WHAT TO DO: Give back word for word the material from its first line through the line containing "positive clicks: (255, 169) (89, 160)", both included. Leave out the pictures.

▬▬▬▬▬▬▬▬▬▬

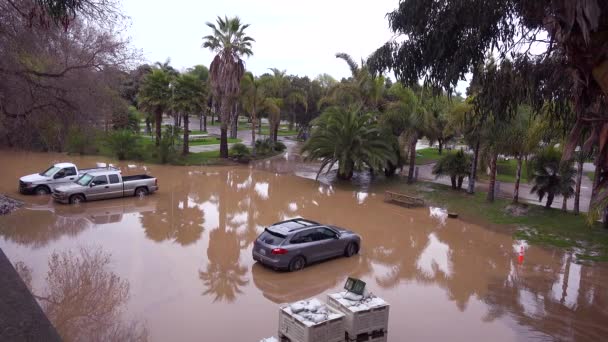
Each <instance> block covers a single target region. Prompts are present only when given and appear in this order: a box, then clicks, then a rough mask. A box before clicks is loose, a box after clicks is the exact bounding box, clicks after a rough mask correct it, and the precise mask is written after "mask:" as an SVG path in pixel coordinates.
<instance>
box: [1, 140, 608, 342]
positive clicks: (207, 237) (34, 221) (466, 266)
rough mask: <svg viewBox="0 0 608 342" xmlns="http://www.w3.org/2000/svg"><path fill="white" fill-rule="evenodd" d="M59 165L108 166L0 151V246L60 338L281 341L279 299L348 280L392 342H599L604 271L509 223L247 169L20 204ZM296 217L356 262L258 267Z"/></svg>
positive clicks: (255, 169) (89, 160)
mask: <svg viewBox="0 0 608 342" xmlns="http://www.w3.org/2000/svg"><path fill="white" fill-rule="evenodd" d="M66 160H71V161H73V162H75V163H77V164H78V165H80V166H81V167H87V166H94V163H95V162H96V161H104V160H100V158H96V157H67V156H65V155H59V154H35V153H21V152H20V153H17V152H0V165H2V177H0V193H6V194H7V195H9V196H13V197H17V198H19V199H21V200H24V201H26V202H27V205H26V207H25V208H23V209H20V210H18V211H17V212H15V213H13V214H11V215H8V216H4V217H0V247H1V248H2V249H3V250H4V252H5V253H6V254H7V255H8V257H9V258H10V259H11V261H12V262H13V264H14V265H16V267H17V268H18V269H19V270H20V273H21V274H22V276H23V277H25V278H26V280H27V281H28V282H30V283H31V286H32V289H33V292H34V294H36V295H37V296H39V297H40V298H41V299H40V303H41V305H42V306H43V308H44V310H45V311H46V312H47V315H49V317H50V318H51V320H52V321H53V323H54V324H55V326H56V327H57V329H58V330H59V332H60V334H62V336H63V337H64V338H65V339H66V340H93V338H91V336H96V337H100V338H107V339H108V340H127V339H134V338H137V337H141V336H147V337H148V339H149V340H152V341H259V340H260V339H261V338H263V337H269V336H272V335H276V331H277V321H278V319H277V318H278V304H279V303H284V302H291V301H295V300H299V299H304V298H308V297H312V296H317V297H320V298H323V297H324V296H325V294H327V293H331V292H333V291H338V290H339V289H341V287H342V286H343V283H344V280H345V278H346V277H348V276H354V277H358V278H361V279H362V280H364V281H365V282H367V284H368V288H369V289H370V290H371V291H372V292H373V293H375V294H376V295H378V296H380V297H382V298H384V299H385V300H387V301H388V302H389V303H390V304H391V309H390V322H389V332H388V336H389V341H527V340H560V341H562V340H563V341H568V340H576V341H600V340H606V338H607V337H608V309H607V308H608V305H607V304H608V268H607V267H606V266H605V265H594V266H585V265H579V264H576V263H575V262H574V261H575V260H574V259H573V256H572V255H571V254H567V253H564V252H562V251H559V250H555V249H544V248H540V247H536V246H527V245H525V244H522V243H521V242H519V241H514V240H513V239H512V237H511V234H510V232H508V231H507V229H506V228H505V229H504V231H501V230H500V229H499V230H496V229H489V228H486V227H482V226H479V225H476V224H471V223H467V222H463V221H461V220H458V219H447V220H446V219H444V218H443V217H442V216H441V215H434V214H436V211H433V210H431V209H429V208H423V209H407V208H403V207H399V206H395V205H391V204H386V203H384V202H383V200H382V199H383V196H382V194H381V192H380V191H379V190H378V193H374V188H375V187H374V186H371V187H370V188H369V189H368V190H360V189H359V190H358V189H357V188H353V187H341V186H340V187H338V186H331V185H324V184H321V183H318V182H315V181H312V180H310V179H305V178H301V177H297V176H294V175H291V174H289V173H280V172H279V173H274V172H268V171H264V170H259V169H254V168H248V167H218V168H215V167H170V166H158V165H146V166H142V165H140V164H137V165H131V167H129V166H128V164H130V163H119V164H117V165H119V166H120V167H121V168H122V169H123V173H125V174H132V173H137V172H149V173H150V174H152V175H154V176H156V177H158V179H159V185H160V191H159V192H158V193H156V194H154V195H152V196H149V197H148V198H145V199H143V200H139V199H135V198H125V199H116V200H106V201H99V202H92V203H86V204H84V205H82V206H80V207H77V208H75V207H71V206H66V205H59V204H53V203H51V202H50V201H49V200H48V198H45V197H42V198H40V197H31V196H20V195H18V194H17V193H16V189H17V182H18V177H19V176H21V175H24V174H29V173H33V172H36V171H40V170H42V169H44V168H45V167H46V166H47V165H48V164H50V163H51V162H58V161H66ZM265 165H266V166H268V165H267V164H265ZM283 166H285V165H283ZM285 167H286V166H285ZM269 169H271V168H269ZM431 214H433V215H431ZM296 216H302V217H306V218H310V219H314V220H318V221H321V222H324V223H329V224H336V225H339V226H343V227H346V228H350V229H352V230H354V231H356V232H358V233H359V234H360V235H361V236H362V239H363V246H362V250H361V253H360V255H358V256H355V257H353V258H350V259H345V258H340V259H336V260H332V261H329V262H325V263H321V264H317V265H313V266H310V267H308V268H306V269H304V270H303V271H300V272H297V273H276V272H274V271H271V270H268V269H266V268H264V267H262V266H260V265H258V264H256V263H254V262H253V260H252V258H251V247H252V244H253V241H254V240H255V238H256V236H257V235H258V233H260V232H261V231H262V230H263V228H264V226H266V225H269V224H271V223H273V222H276V221H279V220H283V219H287V218H292V217H296ZM521 246H524V257H523V260H521V259H520V257H519V252H520V250H521Z"/></svg>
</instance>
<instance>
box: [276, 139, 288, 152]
mask: <svg viewBox="0 0 608 342" xmlns="http://www.w3.org/2000/svg"><path fill="white" fill-rule="evenodd" d="M285 149H287V146H285V144H283V143H282V142H281V141H277V142H275V143H274V150H275V151H277V152H283V151H285Z"/></svg>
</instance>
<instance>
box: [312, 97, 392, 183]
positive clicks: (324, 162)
mask: <svg viewBox="0 0 608 342" xmlns="http://www.w3.org/2000/svg"><path fill="white" fill-rule="evenodd" d="M372 119H373V118H372V116H371V115H370V114H361V113H359V112H356V111H349V110H346V109H343V108H339V107H330V108H328V109H327V110H326V111H325V112H324V113H323V114H321V116H320V117H319V118H318V119H317V120H316V122H315V126H316V127H315V129H314V130H313V132H312V135H311V137H310V139H309V140H308V141H307V142H306V143H305V144H304V146H303V147H302V152H303V153H304V155H305V156H306V159H307V160H318V159H320V160H321V167H320V168H319V172H318V173H317V177H318V176H319V174H320V173H321V172H322V171H323V170H324V169H325V168H326V167H327V170H328V171H329V170H331V169H332V167H333V166H334V165H335V164H336V163H338V178H340V179H345V180H348V179H351V178H352V176H353V173H354V171H356V170H361V169H362V168H363V167H364V166H367V167H369V168H370V169H372V170H380V169H382V168H383V167H384V165H385V163H386V161H387V160H392V161H393V162H395V160H394V159H395V155H394V153H393V150H392V146H391V144H390V141H389V140H388V139H386V137H384V136H383V135H382V133H381V130H380V129H379V127H378V126H377V125H375V124H373V120H372Z"/></svg>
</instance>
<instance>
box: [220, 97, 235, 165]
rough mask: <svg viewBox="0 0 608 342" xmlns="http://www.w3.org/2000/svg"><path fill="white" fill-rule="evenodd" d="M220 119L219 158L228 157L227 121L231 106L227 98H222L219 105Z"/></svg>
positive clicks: (231, 107) (229, 112)
mask: <svg viewBox="0 0 608 342" xmlns="http://www.w3.org/2000/svg"><path fill="white" fill-rule="evenodd" d="M221 107H222V108H221V113H222V120H221V122H220V158H228V122H230V113H231V111H232V106H231V105H230V104H229V103H228V100H227V99H223V100H222V106H221Z"/></svg>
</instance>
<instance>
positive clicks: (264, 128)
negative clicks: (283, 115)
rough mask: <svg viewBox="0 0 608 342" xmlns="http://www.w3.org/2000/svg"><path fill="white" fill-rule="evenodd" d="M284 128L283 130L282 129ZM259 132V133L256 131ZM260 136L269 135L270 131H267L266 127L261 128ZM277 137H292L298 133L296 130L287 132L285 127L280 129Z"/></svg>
mask: <svg viewBox="0 0 608 342" xmlns="http://www.w3.org/2000/svg"><path fill="white" fill-rule="evenodd" d="M283 128H284V129H283ZM258 132H259V131H258ZM260 134H261V135H270V130H269V129H268V126H262V133H260ZM277 134H278V136H280V137H287V136H292V135H298V131H296V130H291V131H290V130H289V129H287V127H286V126H285V127H280V128H279V131H278V133H277Z"/></svg>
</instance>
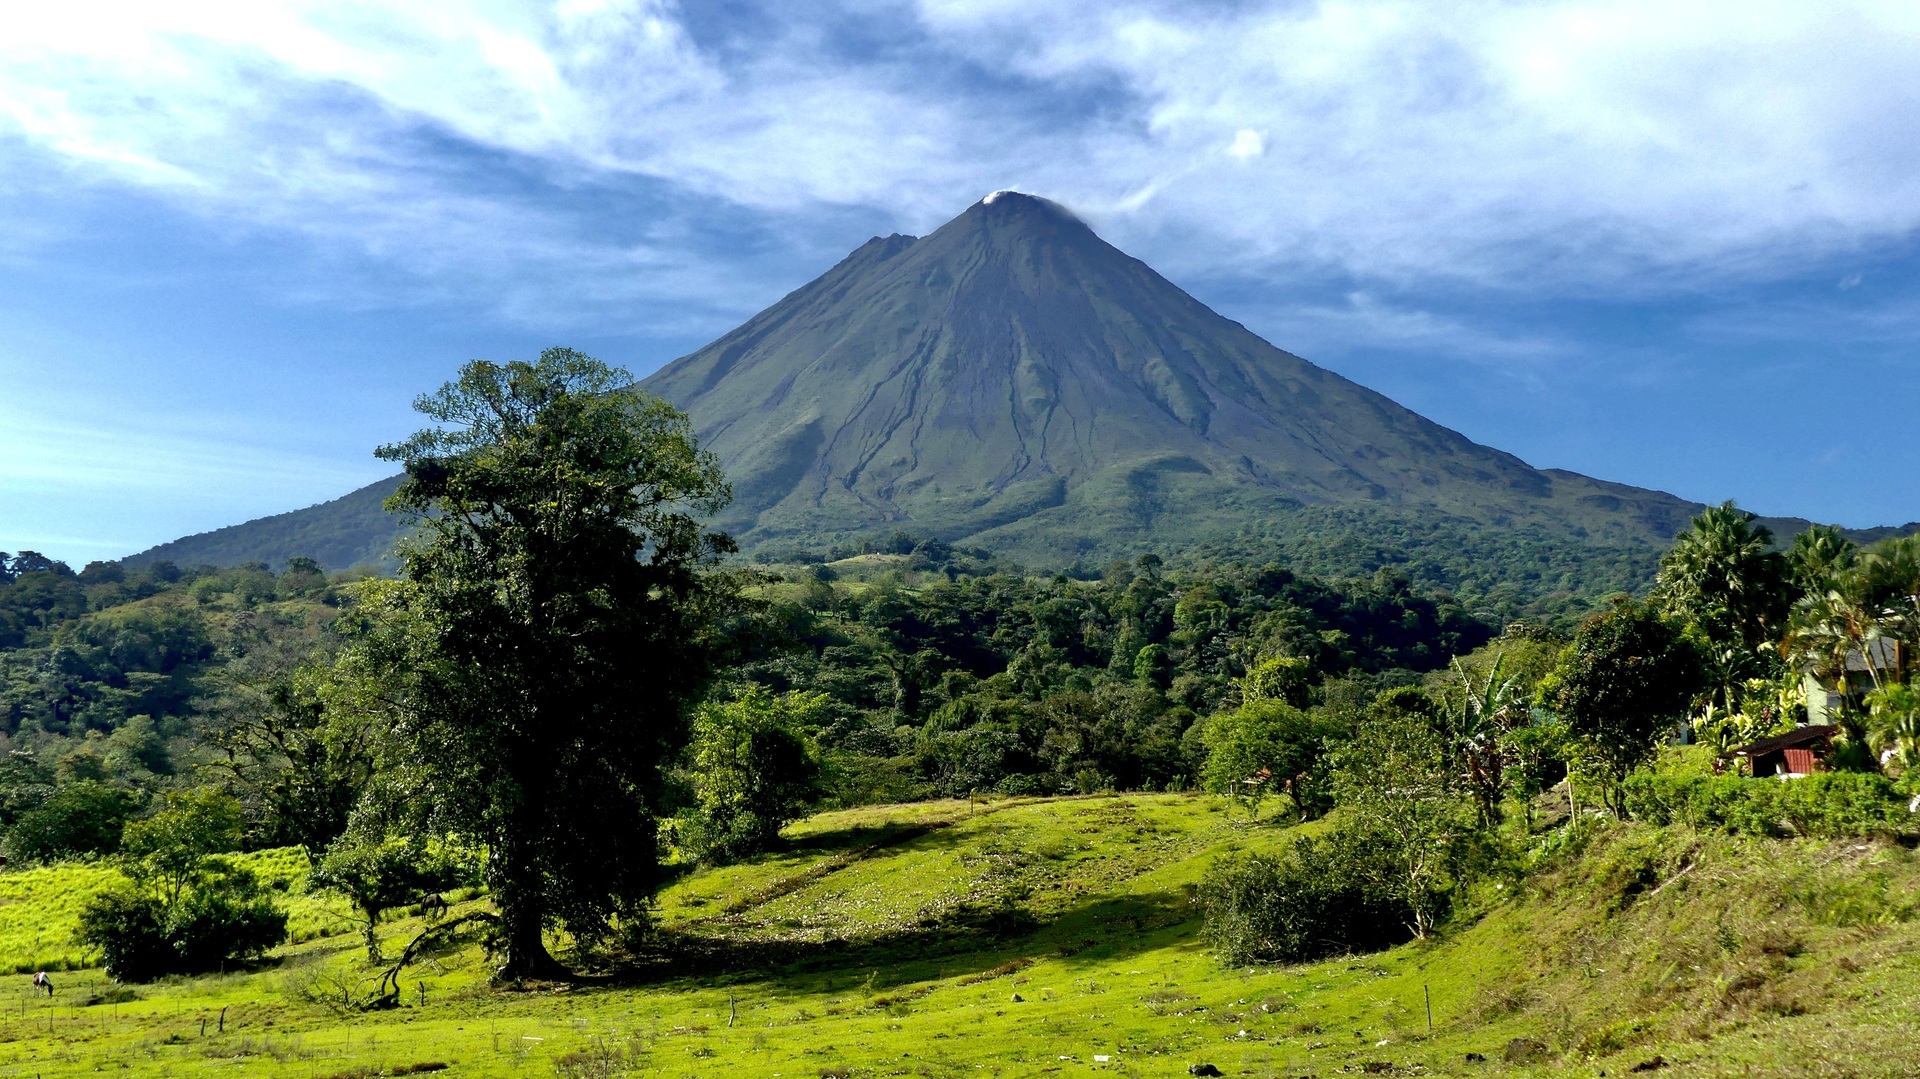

▬▬▬▬▬▬▬▬▬▬

RESULT OF THIS EXERCISE:
Each <instance> block covers a single target region. Prompts are present only when given and appear in this order: a box, then clicks, then a rough mask. A box before clicks is loose, a box after clicks is the exact bounding box, clicks after a rough mask correct it, and the precise mask is written after "mask:" as an SVG path in pixel coordinates.
<instance>
box: [1, 140, 608, 342]
positive clicks: (207, 237) (34, 221) (466, 266)
rough mask: <svg viewBox="0 0 608 342" xmlns="http://www.w3.org/2000/svg"><path fill="white" fill-rule="evenodd" d="M59 165L108 166L0 151V246L60 338L281 341L279 299L348 280L392 342H599L604 271L509 223L247 169L20 204ZM296 217L356 262L258 267Z"/></svg>
positive clicks: (255, 169) (89, 160)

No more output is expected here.